--- Source records ---
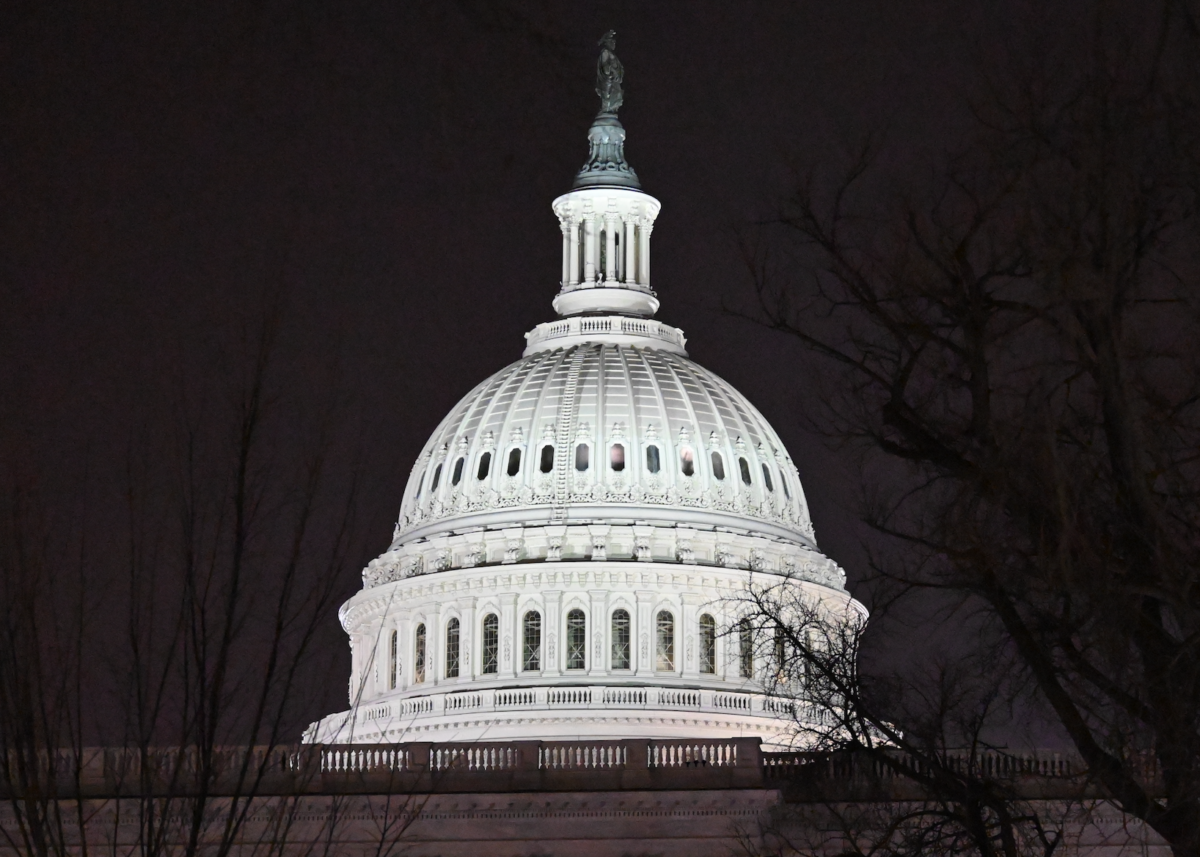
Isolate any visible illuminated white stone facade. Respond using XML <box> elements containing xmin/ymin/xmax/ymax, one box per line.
<box><xmin>306</xmin><ymin>100</ymin><xmax>863</xmax><ymax>743</ymax></box>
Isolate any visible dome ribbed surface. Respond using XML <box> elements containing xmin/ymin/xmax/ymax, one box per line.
<box><xmin>396</xmin><ymin>342</ymin><xmax>812</xmax><ymax>545</ymax></box>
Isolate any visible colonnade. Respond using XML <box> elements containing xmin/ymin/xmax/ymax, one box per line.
<box><xmin>562</xmin><ymin>211</ymin><xmax>654</xmax><ymax>289</ymax></box>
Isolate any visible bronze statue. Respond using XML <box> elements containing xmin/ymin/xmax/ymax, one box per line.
<box><xmin>596</xmin><ymin>30</ymin><xmax>625</xmax><ymax>115</ymax></box>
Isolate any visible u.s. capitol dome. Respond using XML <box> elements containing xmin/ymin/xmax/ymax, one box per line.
<box><xmin>306</xmin><ymin>56</ymin><xmax>865</xmax><ymax>743</ymax></box>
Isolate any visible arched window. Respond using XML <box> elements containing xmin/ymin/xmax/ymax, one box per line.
<box><xmin>566</xmin><ymin>610</ymin><xmax>588</xmax><ymax>670</ymax></box>
<box><xmin>388</xmin><ymin>630</ymin><xmax>400</xmax><ymax>690</ymax></box>
<box><xmin>413</xmin><ymin>622</ymin><xmax>425</xmax><ymax>684</ymax></box>
<box><xmin>700</xmin><ymin>613</ymin><xmax>716</xmax><ymax>675</ymax></box>
<box><xmin>446</xmin><ymin>619</ymin><xmax>458</xmax><ymax>678</ymax></box>
<box><xmin>484</xmin><ymin>613</ymin><xmax>500</xmax><ymax>676</ymax></box>
<box><xmin>612</xmin><ymin>610</ymin><xmax>630</xmax><ymax>670</ymax></box>
<box><xmin>521</xmin><ymin>610</ymin><xmax>541</xmax><ymax>670</ymax></box>
<box><xmin>679</xmin><ymin>448</ymin><xmax>696</xmax><ymax>477</ymax></box>
<box><xmin>712</xmin><ymin>449</ymin><xmax>725</xmax><ymax>481</ymax></box>
<box><xmin>654</xmin><ymin>610</ymin><xmax>674</xmax><ymax>672</ymax></box>
<box><xmin>738</xmin><ymin>619</ymin><xmax>754</xmax><ymax>678</ymax></box>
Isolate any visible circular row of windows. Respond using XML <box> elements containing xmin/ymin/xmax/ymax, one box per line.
<box><xmin>388</xmin><ymin>609</ymin><xmax>754</xmax><ymax>690</ymax></box>
<box><xmin>414</xmin><ymin>443</ymin><xmax>792</xmax><ymax>501</ymax></box>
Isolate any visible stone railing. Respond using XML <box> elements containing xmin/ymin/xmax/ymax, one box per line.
<box><xmin>526</xmin><ymin>316</ymin><xmax>686</xmax><ymax>352</ymax></box>
<box><xmin>0</xmin><ymin>738</ymin><xmax>1094</xmax><ymax>801</ymax></box>
<box><xmin>314</xmin><ymin>684</ymin><xmax>829</xmax><ymax>739</ymax></box>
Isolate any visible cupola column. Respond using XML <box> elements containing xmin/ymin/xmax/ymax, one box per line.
<box><xmin>637</xmin><ymin>223</ymin><xmax>654</xmax><ymax>286</ymax></box>
<box><xmin>563</xmin><ymin>217</ymin><xmax>580</xmax><ymax>288</ymax></box>
<box><xmin>583</xmin><ymin>215</ymin><xmax>596</xmax><ymax>286</ymax></box>
<box><xmin>558</xmin><ymin>221</ymin><xmax>571</xmax><ymax>288</ymax></box>
<box><xmin>604</xmin><ymin>211</ymin><xmax>618</xmax><ymax>283</ymax></box>
<box><xmin>622</xmin><ymin>217</ymin><xmax>637</xmax><ymax>286</ymax></box>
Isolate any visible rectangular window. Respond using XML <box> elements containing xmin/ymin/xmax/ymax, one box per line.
<box><xmin>566</xmin><ymin>610</ymin><xmax>588</xmax><ymax>670</ymax></box>
<box><xmin>388</xmin><ymin>631</ymin><xmax>400</xmax><ymax>690</ymax></box>
<box><xmin>700</xmin><ymin>613</ymin><xmax>716</xmax><ymax>675</ymax></box>
<box><xmin>521</xmin><ymin>610</ymin><xmax>541</xmax><ymax>671</ymax></box>
<box><xmin>654</xmin><ymin>610</ymin><xmax>674</xmax><ymax>672</ymax></box>
<box><xmin>612</xmin><ymin>610</ymin><xmax>630</xmax><ymax>670</ymax></box>
<box><xmin>446</xmin><ymin>619</ymin><xmax>460</xmax><ymax>678</ymax></box>
<box><xmin>738</xmin><ymin>619</ymin><xmax>754</xmax><ymax>678</ymax></box>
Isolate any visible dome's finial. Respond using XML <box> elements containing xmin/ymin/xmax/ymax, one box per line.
<box><xmin>596</xmin><ymin>30</ymin><xmax>625</xmax><ymax>116</ymax></box>
<box><xmin>574</xmin><ymin>30</ymin><xmax>642</xmax><ymax>188</ymax></box>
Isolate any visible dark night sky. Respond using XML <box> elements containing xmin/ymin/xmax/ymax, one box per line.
<box><xmin>0</xmin><ymin>0</ymin><xmax>1051</xmax><ymax>729</ymax></box>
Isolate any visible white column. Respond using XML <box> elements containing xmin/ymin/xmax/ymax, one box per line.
<box><xmin>637</xmin><ymin>223</ymin><xmax>652</xmax><ymax>286</ymax></box>
<box><xmin>620</xmin><ymin>217</ymin><xmax>637</xmax><ymax>283</ymax></box>
<box><xmin>630</xmin><ymin>591</ymin><xmax>655</xmax><ymax>676</ymax></box>
<box><xmin>559</xmin><ymin>220</ymin><xmax>571</xmax><ymax>287</ymax></box>
<box><xmin>349</xmin><ymin>634</ymin><xmax>362</xmax><ymax>706</ymax></box>
<box><xmin>425</xmin><ymin>601</ymin><xmax>444</xmax><ymax>685</ymax></box>
<box><xmin>588</xmin><ymin>589</ymin><xmax>608</xmax><ymax>676</ymax></box>
<box><xmin>604</xmin><ymin>215</ymin><xmax>617</xmax><ymax>281</ymax></box>
<box><xmin>583</xmin><ymin>217</ymin><xmax>596</xmax><ymax>284</ymax></box>
<box><xmin>566</xmin><ymin>217</ymin><xmax>580</xmax><ymax>286</ymax></box>
<box><xmin>458</xmin><ymin>598</ymin><xmax>482</xmax><ymax>678</ymax></box>
<box><xmin>541</xmin><ymin>589</ymin><xmax>566</xmax><ymax>676</ymax></box>
<box><xmin>498</xmin><ymin>595</ymin><xmax>521</xmax><ymax>678</ymax></box>
<box><xmin>396</xmin><ymin>616</ymin><xmax>416</xmax><ymax>690</ymax></box>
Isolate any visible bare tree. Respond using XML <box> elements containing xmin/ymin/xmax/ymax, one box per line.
<box><xmin>729</xmin><ymin>1</ymin><xmax>1200</xmax><ymax>855</ymax></box>
<box><xmin>0</xmin><ymin>303</ymin><xmax>429</xmax><ymax>857</ymax></box>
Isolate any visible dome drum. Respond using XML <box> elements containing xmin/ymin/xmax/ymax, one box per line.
<box><xmin>304</xmin><ymin>562</ymin><xmax>852</xmax><ymax>743</ymax></box>
<box><xmin>396</xmin><ymin>340</ymin><xmax>812</xmax><ymax>545</ymax></box>
<box><xmin>362</xmin><ymin>520</ymin><xmax>845</xmax><ymax>591</ymax></box>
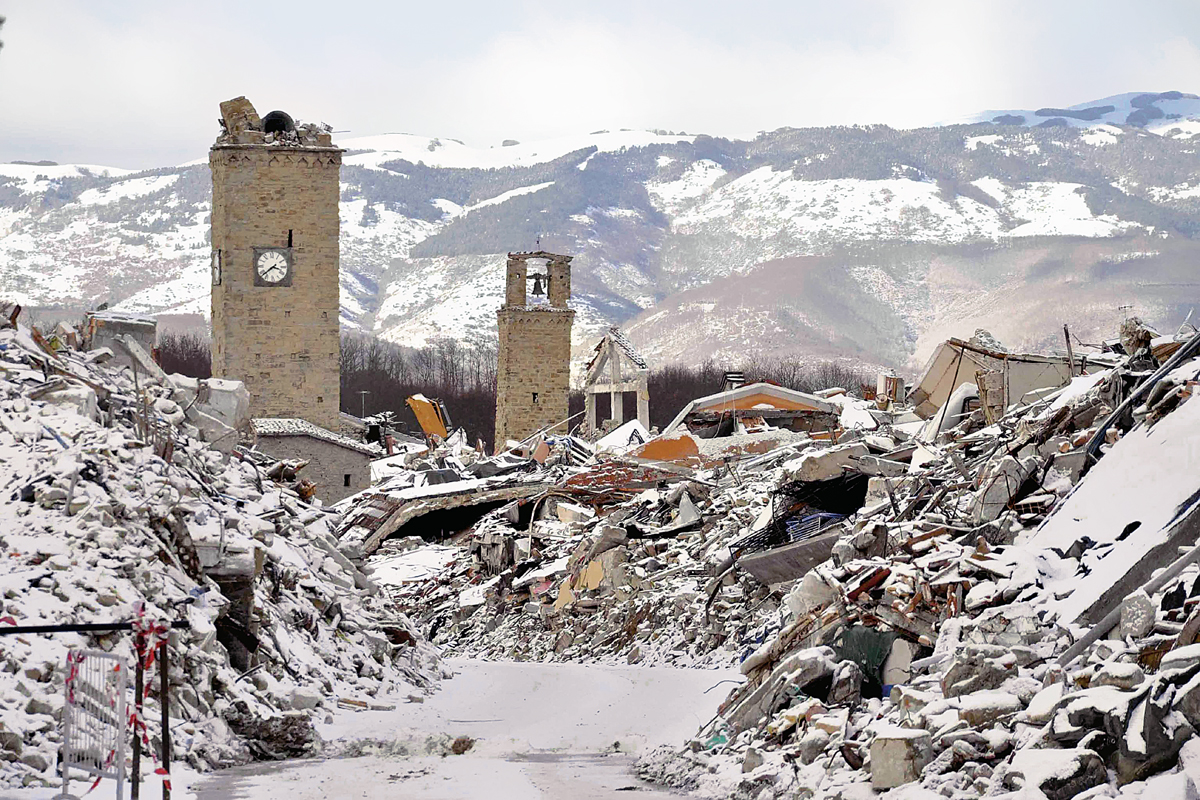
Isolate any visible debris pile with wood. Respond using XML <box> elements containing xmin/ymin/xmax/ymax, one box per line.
<box><xmin>0</xmin><ymin>307</ymin><xmax>443</xmax><ymax>787</ymax></box>
<box><xmin>640</xmin><ymin>325</ymin><xmax>1200</xmax><ymax>799</ymax></box>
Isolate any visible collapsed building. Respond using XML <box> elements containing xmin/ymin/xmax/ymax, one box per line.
<box><xmin>0</xmin><ymin>306</ymin><xmax>444</xmax><ymax>787</ymax></box>
<box><xmin>331</xmin><ymin>320</ymin><xmax>1200</xmax><ymax>798</ymax></box>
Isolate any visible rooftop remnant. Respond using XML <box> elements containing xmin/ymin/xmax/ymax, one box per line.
<box><xmin>583</xmin><ymin>325</ymin><xmax>650</xmax><ymax>431</ymax></box>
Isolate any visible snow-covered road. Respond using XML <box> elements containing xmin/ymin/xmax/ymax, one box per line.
<box><xmin>192</xmin><ymin>660</ymin><xmax>740</xmax><ymax>800</ymax></box>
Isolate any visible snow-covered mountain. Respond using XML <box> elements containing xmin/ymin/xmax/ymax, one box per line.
<box><xmin>7</xmin><ymin>92</ymin><xmax>1200</xmax><ymax>376</ymax></box>
<box><xmin>947</xmin><ymin>91</ymin><xmax>1200</xmax><ymax>136</ymax></box>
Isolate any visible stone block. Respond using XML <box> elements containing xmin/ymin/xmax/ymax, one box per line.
<box><xmin>871</xmin><ymin>727</ymin><xmax>934</xmax><ymax>792</ymax></box>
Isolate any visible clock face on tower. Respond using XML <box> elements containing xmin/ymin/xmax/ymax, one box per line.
<box><xmin>254</xmin><ymin>247</ymin><xmax>292</xmax><ymax>287</ymax></box>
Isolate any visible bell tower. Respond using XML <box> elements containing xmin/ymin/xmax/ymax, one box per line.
<box><xmin>496</xmin><ymin>251</ymin><xmax>575</xmax><ymax>452</ymax></box>
<box><xmin>209</xmin><ymin>97</ymin><xmax>342</xmax><ymax>431</ymax></box>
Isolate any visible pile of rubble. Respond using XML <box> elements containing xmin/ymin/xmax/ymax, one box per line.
<box><xmin>370</xmin><ymin>462</ymin><xmax>780</xmax><ymax>666</ymax></box>
<box><xmin>0</xmin><ymin>308</ymin><xmax>443</xmax><ymax>786</ymax></box>
<box><xmin>343</xmin><ymin>320</ymin><xmax>1200</xmax><ymax>799</ymax></box>
<box><xmin>640</xmin><ymin>326</ymin><xmax>1200</xmax><ymax>799</ymax></box>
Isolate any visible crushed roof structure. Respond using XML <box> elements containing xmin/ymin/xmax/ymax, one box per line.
<box><xmin>586</xmin><ymin>325</ymin><xmax>649</xmax><ymax>372</ymax></box>
<box><xmin>662</xmin><ymin>383</ymin><xmax>840</xmax><ymax>435</ymax></box>
<box><xmin>251</xmin><ymin>416</ymin><xmax>385</xmax><ymax>457</ymax></box>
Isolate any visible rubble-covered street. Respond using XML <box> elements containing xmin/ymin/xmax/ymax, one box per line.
<box><xmin>326</xmin><ymin>319</ymin><xmax>1200</xmax><ymax>800</ymax></box>
<box><xmin>191</xmin><ymin>658</ymin><xmax>739</xmax><ymax>800</ymax></box>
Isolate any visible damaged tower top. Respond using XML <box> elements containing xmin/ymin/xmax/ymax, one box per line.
<box><xmin>217</xmin><ymin>97</ymin><xmax>334</xmax><ymax>148</ymax></box>
<box><xmin>496</xmin><ymin>251</ymin><xmax>575</xmax><ymax>452</ymax></box>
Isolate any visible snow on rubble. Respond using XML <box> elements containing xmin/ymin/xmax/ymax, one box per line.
<box><xmin>0</xmin><ymin>307</ymin><xmax>443</xmax><ymax>788</ymax></box>
<box><xmin>345</xmin><ymin>319</ymin><xmax>1200</xmax><ymax>800</ymax></box>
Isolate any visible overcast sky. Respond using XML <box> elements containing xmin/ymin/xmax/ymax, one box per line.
<box><xmin>0</xmin><ymin>0</ymin><xmax>1200</xmax><ymax>168</ymax></box>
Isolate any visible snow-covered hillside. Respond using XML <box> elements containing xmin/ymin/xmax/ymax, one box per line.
<box><xmin>946</xmin><ymin>91</ymin><xmax>1200</xmax><ymax>133</ymax></box>
<box><xmin>0</xmin><ymin>92</ymin><xmax>1200</xmax><ymax>371</ymax></box>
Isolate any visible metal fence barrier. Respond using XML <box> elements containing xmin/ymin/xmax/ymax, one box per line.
<box><xmin>55</xmin><ymin>650</ymin><xmax>130</xmax><ymax>800</ymax></box>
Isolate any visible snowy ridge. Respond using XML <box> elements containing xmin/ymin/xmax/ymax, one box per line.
<box><xmin>7</xmin><ymin>94</ymin><xmax>1200</xmax><ymax>371</ymax></box>
<box><xmin>942</xmin><ymin>91</ymin><xmax>1200</xmax><ymax>132</ymax></box>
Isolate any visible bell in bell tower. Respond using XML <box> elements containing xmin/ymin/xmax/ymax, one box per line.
<box><xmin>496</xmin><ymin>251</ymin><xmax>575</xmax><ymax>452</ymax></box>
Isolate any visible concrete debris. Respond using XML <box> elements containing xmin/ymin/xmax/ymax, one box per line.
<box><xmin>0</xmin><ymin>315</ymin><xmax>445</xmax><ymax>787</ymax></box>
<box><xmin>588</xmin><ymin>325</ymin><xmax>1200</xmax><ymax>799</ymax></box>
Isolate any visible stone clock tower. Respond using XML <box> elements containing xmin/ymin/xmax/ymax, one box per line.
<box><xmin>209</xmin><ymin>97</ymin><xmax>342</xmax><ymax>431</ymax></box>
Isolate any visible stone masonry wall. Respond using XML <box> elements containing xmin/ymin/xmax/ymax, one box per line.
<box><xmin>209</xmin><ymin>144</ymin><xmax>342</xmax><ymax>431</ymax></box>
<box><xmin>250</xmin><ymin>434</ymin><xmax>371</xmax><ymax>505</ymax></box>
<box><xmin>496</xmin><ymin>308</ymin><xmax>575</xmax><ymax>451</ymax></box>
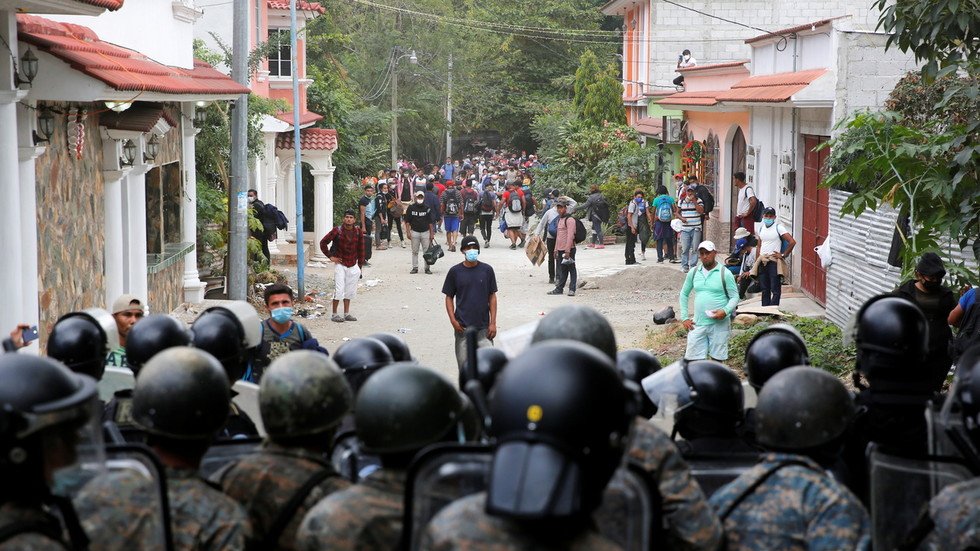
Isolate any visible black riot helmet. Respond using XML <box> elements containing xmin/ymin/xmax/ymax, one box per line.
<box><xmin>126</xmin><ymin>314</ymin><xmax>191</xmax><ymax>375</ymax></box>
<box><xmin>354</xmin><ymin>362</ymin><xmax>465</xmax><ymax>455</ymax></box>
<box><xmin>133</xmin><ymin>350</ymin><xmax>231</xmax><ymax>440</ymax></box>
<box><xmin>755</xmin><ymin>366</ymin><xmax>855</xmax><ymax>452</ymax></box>
<box><xmin>189</xmin><ymin>301</ymin><xmax>262</xmax><ymax>383</ymax></box>
<box><xmin>616</xmin><ymin>348</ymin><xmax>660</xmax><ymax>419</ymax></box>
<box><xmin>745</xmin><ymin>323</ymin><xmax>810</xmax><ymax>392</ymax></box>
<box><xmin>259</xmin><ymin>350</ymin><xmax>354</xmax><ymax>440</ymax></box>
<box><xmin>531</xmin><ymin>304</ymin><xmax>616</xmax><ymax>362</ymax></box>
<box><xmin>48</xmin><ymin>308</ymin><xmax>119</xmax><ymax>381</ymax></box>
<box><xmin>854</xmin><ymin>295</ymin><xmax>929</xmax><ymax>385</ymax></box>
<box><xmin>486</xmin><ymin>340</ymin><xmax>636</xmax><ymax>521</ymax></box>
<box><xmin>368</xmin><ymin>333</ymin><xmax>412</xmax><ymax>362</ymax></box>
<box><xmin>333</xmin><ymin>337</ymin><xmax>395</xmax><ymax>396</ymax></box>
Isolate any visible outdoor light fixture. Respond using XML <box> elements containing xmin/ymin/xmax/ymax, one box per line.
<box><xmin>14</xmin><ymin>48</ymin><xmax>37</xmax><ymax>86</ymax></box>
<box><xmin>143</xmin><ymin>134</ymin><xmax>160</xmax><ymax>163</ymax></box>
<box><xmin>119</xmin><ymin>140</ymin><xmax>136</xmax><ymax>166</ymax></box>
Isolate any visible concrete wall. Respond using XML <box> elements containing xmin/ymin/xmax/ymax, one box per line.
<box><xmin>647</xmin><ymin>0</ymin><xmax>878</xmax><ymax>86</ymax></box>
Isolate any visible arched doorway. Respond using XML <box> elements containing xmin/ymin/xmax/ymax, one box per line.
<box><xmin>728</xmin><ymin>126</ymin><xmax>758</xmax><ymax>225</ymax></box>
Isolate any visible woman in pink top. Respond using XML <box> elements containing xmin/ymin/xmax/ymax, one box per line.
<box><xmin>548</xmin><ymin>197</ymin><xmax>578</xmax><ymax>297</ymax></box>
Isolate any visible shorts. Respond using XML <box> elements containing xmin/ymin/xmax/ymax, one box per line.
<box><xmin>684</xmin><ymin>317</ymin><xmax>732</xmax><ymax>361</ymax></box>
<box><xmin>333</xmin><ymin>262</ymin><xmax>361</xmax><ymax>300</ymax></box>
<box><xmin>442</xmin><ymin>215</ymin><xmax>459</xmax><ymax>232</ymax></box>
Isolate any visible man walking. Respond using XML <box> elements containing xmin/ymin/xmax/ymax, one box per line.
<box><xmin>405</xmin><ymin>191</ymin><xmax>435</xmax><ymax>274</ymax></box>
<box><xmin>320</xmin><ymin>207</ymin><xmax>369</xmax><ymax>322</ymax></box>
<box><xmin>680</xmin><ymin>241</ymin><xmax>738</xmax><ymax>362</ymax></box>
<box><xmin>442</xmin><ymin>235</ymin><xmax>497</xmax><ymax>369</ymax></box>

--- What you should do ---
From the records above, pull out every line that contains the word "debris" and copy each one in full.

--- Solution below ---
Isolate any visible debris pile with wood. Respond using XML <box> elements containing xmin/ymin/xmax/ymax, one box per line.
Isolate any visible concrete debris. Respond using XML <box> elements containing xmin/ymin/xmax/ymax, one box per line.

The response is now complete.